■ AIM OF THE TASK: Begin with the line holding "Query: rice field", then print every line after it through the end of the data, exactly and with nothing added.

Stored items from a collection
• • • •

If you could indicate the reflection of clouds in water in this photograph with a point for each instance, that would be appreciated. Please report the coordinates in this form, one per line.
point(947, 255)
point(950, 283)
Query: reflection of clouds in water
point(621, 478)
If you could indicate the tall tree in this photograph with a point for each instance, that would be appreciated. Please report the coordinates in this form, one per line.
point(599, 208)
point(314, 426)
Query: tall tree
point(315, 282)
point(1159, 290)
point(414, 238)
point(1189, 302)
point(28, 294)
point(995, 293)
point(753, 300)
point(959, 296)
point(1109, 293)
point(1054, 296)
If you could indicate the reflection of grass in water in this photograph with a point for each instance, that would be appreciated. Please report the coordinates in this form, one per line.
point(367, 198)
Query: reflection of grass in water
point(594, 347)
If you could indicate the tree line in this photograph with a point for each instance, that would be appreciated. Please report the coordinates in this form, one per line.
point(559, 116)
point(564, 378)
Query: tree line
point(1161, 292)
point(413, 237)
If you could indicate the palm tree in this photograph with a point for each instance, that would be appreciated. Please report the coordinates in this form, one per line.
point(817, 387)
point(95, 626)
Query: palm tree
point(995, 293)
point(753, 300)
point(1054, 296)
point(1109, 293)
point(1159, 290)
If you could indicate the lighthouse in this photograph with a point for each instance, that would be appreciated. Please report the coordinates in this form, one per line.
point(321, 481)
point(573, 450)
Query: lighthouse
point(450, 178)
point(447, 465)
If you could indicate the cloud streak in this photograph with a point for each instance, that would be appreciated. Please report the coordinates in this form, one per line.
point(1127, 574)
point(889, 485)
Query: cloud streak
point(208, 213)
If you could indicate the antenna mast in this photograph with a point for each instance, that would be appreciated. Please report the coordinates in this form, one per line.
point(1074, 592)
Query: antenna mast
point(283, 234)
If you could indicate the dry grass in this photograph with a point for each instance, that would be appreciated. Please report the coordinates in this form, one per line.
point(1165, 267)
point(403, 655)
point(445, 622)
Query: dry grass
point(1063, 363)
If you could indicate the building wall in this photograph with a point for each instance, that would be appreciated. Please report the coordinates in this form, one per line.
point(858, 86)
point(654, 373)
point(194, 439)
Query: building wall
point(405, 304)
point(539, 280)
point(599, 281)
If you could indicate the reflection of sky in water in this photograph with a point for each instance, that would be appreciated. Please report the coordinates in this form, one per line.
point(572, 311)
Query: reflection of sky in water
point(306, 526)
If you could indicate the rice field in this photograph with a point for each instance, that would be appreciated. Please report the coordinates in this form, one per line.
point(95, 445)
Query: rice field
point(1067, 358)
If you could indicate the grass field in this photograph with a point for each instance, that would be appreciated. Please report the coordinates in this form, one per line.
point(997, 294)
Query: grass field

• • • •

■ ANSWER BELOW:
Query: rice field
point(1067, 358)
If you could indicate the grass field in this photograph with a point for each instance, that would be appreciated. Please report the coordinates in this form, one per line.
point(997, 294)
Query: grass field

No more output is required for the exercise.